• [Stated goal A]:
Answer these questions about the article on the Nemtsov killing:
(i) In what city was the suspect who blew himself up cornered by police?
(ii) Which suspect is said to have confessed to the crime?
(iii) On what platform did Kadyrov write his statement about Dadayev?

Monday, March 9, 2015

Was the Nemtsov asassination an act of Islamic terrorism? - Rick Moran



by Rick Moran

By tossing out the theory of an Islamist terror attack being the motivation for Nemtsov's killing, the FSB plays to a well worn script when it comes to explaining political assassinations. Don't misunderstand; there have been plenty of Islamic terror attacks in Russia over the years. But obfuscating the truth by presenting Muslim patsies to the Russian public in high profile political murders has been the modus operandi of authorities since Putin came to power.

One of the six men authorities believe were involved in the assassination of Russian opposition leader Boris Nemtsov was cornered by police at his hiding place in Grozny, Chechnya and blew himself up with a grenade.

Five other suspects appeared in court yesterday. Two have been charged in the Nemtsov killing while 3 others have yet to be indicted. One of those charged in the assassination, Zaur Dadayev, is said to have confessed to the crime. Dadayev has connections to the highest level of the Chechyen government, being an associate of the Kremlin-backed pupett leader Ramzan Kadyrov He appeared in courtf flashing the "one God" hand sign and proclaiming “I love the prophet Mohammed"

Kadyrov suggested the reason Dadayev killed Nemtsov was because he was a "devout Muslim" who was angered by Nemtsov's condemnation of the Charlie HEbdo massacre.

The Guardian:

“I knew Zaur as a genuine Russian patriot,” the Chechen leader wrote on his Instagram page on Sunday evening, confirming that Dadayev had served in one of his battalions. “He was the deputy commander of the battalion, and one of the most fearless and courageous soldiers of the regiment.”
Kadyrov said Dadayev was “fully devoted to Russia” and suggested the murder may have been in response to anger over Nemtsov’s support for the Charlie Hebdo cartoons.
“Everyone who knows Zaur says he is deeply religious person and like all Muslims was very shocked by the actions of Charlie [Hebdo] and by comments supporting the printing of the caricatures,” wrote Kadyrov. “If the court finds Dadayev guilty then by killing a person he has committed a grave crime. But I want to note that he could not do anything that was against Russia, for which he has risked his own life for many years.”
Kadayov and Dadayev are not Chechen separatists, but Moscow enforcers hired to keep a lid on violence in the restive region. The suspect who blew himself up, Beslan Shavanov, has no criminal record. There is no record of what religion the other suspects belonged to, but Islam is the dominant religion in the region.

Why Muslims from Chechnya?

An expert and journalist covering the North Caucasus, Orkhan Dzhemal, sees the allegation as a predictable development, and the kind the FSB may consider easy for the Russians public to accept, with “a Chechen trail” and Nemtsov being “a sacred victim” ordered by the Dzhokhar Dudayev battalion fighting in Ukraine against pro-Russian rebels—even thought Nemtsov was one of the most outspoken Russian critics of those rebels and of Russian President Vladimir Putin’s support for them.

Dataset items

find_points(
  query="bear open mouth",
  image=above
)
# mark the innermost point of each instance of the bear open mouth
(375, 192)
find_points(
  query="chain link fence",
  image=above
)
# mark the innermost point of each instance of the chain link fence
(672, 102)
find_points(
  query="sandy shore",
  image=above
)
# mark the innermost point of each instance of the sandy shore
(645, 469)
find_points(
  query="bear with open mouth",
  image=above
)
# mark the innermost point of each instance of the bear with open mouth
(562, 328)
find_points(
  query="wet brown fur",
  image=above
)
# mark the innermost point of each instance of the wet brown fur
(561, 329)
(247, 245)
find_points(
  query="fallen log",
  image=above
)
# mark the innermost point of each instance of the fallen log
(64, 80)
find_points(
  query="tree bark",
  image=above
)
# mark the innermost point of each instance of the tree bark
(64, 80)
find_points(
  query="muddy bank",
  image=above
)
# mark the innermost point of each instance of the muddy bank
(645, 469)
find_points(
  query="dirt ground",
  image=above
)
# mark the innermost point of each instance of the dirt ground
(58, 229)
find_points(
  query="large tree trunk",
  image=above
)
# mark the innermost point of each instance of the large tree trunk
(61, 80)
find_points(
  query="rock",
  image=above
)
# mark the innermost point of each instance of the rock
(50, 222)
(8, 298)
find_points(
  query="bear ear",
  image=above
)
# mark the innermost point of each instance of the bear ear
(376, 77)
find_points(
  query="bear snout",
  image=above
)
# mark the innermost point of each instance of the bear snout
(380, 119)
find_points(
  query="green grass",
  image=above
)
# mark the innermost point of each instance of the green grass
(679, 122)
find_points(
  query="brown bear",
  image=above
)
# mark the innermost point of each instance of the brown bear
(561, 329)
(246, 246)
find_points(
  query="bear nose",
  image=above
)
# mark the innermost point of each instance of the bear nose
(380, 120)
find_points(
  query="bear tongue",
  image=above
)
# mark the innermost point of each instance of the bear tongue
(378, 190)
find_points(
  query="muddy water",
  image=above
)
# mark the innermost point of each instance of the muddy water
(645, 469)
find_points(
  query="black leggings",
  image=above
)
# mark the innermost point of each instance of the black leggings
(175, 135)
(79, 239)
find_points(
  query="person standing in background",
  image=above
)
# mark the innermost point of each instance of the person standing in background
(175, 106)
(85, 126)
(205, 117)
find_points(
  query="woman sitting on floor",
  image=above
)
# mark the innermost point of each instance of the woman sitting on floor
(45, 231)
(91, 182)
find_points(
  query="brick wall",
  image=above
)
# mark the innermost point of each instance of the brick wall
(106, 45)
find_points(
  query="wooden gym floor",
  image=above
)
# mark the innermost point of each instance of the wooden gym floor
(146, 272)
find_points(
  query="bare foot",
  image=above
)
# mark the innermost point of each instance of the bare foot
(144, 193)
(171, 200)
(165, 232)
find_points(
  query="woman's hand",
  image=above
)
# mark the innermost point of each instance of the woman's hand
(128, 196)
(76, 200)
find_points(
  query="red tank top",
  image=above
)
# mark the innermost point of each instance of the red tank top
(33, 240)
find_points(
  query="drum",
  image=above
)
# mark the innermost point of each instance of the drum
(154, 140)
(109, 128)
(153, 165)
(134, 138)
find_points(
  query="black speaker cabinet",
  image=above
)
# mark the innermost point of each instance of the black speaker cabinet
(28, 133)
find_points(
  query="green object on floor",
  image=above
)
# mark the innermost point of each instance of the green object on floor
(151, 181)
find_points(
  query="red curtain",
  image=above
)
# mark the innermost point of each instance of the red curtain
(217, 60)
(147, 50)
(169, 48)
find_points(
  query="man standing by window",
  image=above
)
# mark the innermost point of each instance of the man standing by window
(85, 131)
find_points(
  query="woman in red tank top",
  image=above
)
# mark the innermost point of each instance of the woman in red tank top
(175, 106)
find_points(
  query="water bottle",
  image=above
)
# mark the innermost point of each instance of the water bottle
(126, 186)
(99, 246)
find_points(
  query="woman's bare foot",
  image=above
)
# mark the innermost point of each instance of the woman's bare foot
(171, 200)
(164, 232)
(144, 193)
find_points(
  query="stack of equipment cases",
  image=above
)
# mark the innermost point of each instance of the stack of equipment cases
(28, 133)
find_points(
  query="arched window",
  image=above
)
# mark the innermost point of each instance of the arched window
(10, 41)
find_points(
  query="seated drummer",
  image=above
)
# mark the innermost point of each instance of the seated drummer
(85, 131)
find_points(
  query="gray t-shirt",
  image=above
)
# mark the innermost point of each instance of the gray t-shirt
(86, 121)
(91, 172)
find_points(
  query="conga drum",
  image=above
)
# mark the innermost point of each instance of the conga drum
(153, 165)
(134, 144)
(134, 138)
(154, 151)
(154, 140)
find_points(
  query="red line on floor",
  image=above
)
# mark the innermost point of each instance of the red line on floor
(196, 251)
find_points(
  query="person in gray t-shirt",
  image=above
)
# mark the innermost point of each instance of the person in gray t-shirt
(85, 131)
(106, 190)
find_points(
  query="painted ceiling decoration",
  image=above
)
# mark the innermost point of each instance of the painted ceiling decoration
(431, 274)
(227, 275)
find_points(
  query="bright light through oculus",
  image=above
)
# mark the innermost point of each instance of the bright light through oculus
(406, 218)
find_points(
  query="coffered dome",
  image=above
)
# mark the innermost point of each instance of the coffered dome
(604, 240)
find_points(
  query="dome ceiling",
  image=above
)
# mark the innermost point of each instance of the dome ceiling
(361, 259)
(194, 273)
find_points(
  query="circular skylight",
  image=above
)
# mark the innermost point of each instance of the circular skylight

--

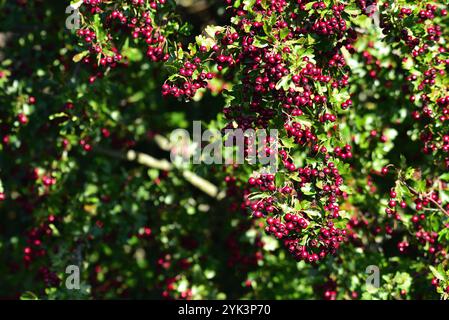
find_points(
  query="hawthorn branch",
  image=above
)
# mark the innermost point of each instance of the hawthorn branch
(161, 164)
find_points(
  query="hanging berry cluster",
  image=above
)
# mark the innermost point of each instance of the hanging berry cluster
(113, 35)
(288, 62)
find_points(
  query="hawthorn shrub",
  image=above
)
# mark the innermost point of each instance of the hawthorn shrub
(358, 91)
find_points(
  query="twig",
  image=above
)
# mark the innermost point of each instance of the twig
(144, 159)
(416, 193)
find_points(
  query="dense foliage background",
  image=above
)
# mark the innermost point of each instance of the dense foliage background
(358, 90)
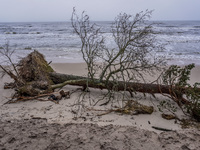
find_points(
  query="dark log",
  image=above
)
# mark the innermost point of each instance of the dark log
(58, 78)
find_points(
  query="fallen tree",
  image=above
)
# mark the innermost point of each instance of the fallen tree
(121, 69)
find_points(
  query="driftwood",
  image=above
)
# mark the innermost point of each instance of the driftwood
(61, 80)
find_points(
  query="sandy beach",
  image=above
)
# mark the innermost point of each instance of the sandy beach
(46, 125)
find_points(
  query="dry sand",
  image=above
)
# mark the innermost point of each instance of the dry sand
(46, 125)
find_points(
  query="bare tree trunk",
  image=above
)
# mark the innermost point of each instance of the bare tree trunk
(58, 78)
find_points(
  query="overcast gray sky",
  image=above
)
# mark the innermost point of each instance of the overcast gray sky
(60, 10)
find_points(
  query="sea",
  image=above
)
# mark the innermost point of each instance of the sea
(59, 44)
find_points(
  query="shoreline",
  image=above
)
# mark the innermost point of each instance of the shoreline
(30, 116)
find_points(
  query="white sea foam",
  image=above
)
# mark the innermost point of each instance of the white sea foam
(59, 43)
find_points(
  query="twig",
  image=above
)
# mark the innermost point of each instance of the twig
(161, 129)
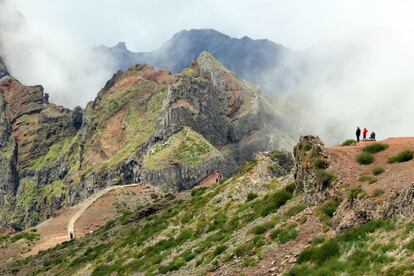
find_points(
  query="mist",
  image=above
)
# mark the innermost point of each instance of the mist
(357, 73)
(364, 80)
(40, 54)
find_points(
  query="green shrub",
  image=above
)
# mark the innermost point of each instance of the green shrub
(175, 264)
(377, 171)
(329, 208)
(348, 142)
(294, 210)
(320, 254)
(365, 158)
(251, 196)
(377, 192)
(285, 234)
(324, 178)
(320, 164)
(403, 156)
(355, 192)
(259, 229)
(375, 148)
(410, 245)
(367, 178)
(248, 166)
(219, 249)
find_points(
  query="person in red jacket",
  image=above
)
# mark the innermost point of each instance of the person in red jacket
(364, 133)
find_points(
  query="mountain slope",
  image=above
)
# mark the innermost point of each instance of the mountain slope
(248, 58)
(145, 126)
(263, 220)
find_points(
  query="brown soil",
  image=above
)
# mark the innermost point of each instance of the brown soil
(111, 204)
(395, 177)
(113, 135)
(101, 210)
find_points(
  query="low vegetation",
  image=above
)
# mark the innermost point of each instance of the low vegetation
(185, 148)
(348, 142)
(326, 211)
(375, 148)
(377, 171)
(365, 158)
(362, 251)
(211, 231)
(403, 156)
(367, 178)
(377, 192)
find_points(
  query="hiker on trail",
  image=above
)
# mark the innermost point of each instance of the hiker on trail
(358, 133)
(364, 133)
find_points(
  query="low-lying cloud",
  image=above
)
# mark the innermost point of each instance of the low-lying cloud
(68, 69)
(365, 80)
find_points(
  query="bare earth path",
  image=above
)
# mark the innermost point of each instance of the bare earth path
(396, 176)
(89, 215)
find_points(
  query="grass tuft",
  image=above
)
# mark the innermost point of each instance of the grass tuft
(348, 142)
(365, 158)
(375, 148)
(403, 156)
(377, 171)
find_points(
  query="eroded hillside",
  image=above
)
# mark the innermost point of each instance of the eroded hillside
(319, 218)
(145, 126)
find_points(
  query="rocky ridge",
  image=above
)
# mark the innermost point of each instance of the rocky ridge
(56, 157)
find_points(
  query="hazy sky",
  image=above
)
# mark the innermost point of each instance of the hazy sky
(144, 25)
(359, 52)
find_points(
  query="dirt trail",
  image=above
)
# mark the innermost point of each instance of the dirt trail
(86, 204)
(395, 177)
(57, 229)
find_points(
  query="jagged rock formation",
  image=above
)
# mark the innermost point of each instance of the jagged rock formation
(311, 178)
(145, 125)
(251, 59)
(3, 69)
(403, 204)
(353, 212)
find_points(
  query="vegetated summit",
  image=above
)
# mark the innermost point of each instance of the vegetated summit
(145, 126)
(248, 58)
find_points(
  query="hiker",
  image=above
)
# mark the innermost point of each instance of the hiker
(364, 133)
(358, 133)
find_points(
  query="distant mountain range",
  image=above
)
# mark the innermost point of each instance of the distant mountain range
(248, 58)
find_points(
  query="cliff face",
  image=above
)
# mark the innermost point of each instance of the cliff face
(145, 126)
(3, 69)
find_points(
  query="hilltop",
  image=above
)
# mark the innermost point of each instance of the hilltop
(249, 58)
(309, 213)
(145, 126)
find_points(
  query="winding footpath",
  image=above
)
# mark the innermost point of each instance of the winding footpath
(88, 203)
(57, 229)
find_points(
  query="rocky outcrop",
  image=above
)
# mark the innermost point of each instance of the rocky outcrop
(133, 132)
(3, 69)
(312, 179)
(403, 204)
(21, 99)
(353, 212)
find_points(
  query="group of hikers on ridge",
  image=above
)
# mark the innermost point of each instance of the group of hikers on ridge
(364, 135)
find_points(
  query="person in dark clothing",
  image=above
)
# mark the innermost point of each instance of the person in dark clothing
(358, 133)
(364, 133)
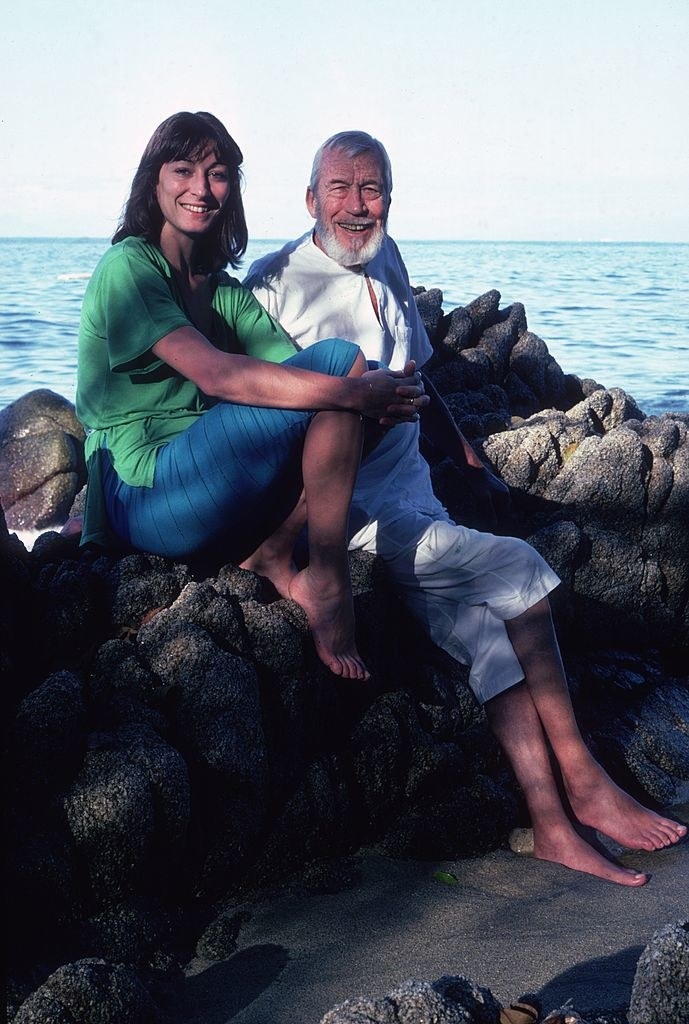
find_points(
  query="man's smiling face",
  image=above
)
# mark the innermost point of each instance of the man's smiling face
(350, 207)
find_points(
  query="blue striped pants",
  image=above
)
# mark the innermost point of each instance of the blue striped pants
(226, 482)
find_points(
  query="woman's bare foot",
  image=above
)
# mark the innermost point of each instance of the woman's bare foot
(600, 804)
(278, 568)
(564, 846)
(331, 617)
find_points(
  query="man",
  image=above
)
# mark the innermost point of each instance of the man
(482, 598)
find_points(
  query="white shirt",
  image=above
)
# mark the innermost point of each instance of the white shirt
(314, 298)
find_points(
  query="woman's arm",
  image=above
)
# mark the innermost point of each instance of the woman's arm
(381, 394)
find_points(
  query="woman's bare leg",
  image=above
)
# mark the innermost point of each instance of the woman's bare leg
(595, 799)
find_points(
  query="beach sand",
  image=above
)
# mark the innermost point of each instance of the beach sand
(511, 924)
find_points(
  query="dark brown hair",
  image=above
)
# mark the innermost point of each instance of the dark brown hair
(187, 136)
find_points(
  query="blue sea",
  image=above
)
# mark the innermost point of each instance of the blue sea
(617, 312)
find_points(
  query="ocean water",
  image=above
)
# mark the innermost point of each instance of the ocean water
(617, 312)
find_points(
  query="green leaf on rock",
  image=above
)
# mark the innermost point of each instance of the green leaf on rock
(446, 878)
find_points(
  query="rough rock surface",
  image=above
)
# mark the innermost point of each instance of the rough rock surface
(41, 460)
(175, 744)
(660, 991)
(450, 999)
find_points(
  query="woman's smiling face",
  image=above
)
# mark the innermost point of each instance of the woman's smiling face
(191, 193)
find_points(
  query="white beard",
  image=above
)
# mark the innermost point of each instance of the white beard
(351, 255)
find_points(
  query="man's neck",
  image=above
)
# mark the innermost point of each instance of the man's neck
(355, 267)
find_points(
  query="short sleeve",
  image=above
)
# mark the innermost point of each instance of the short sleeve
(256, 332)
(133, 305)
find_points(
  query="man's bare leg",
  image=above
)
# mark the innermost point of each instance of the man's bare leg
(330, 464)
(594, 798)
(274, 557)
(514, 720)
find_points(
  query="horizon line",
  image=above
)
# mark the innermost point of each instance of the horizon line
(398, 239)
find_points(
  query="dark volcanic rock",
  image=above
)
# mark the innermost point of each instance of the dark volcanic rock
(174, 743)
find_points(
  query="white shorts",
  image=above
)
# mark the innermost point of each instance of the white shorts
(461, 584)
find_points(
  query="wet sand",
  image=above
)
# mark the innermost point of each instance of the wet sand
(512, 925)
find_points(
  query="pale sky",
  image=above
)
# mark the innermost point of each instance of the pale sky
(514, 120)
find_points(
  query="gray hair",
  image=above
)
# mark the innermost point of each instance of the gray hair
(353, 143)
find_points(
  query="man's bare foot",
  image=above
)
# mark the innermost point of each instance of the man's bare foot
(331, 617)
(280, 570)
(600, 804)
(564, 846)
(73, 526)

• [Stated goal B]: Find every line in the records that contains the word "range" and copy each one.

• [Exercise response A]:
(i) Grozny, Chechnya
(ii) Zaur Dadayev
(iii) His Instagram page

• [Exercise response B]:
  query="distant mountain range",
# mark the innermost point of each instance of the distant mountain range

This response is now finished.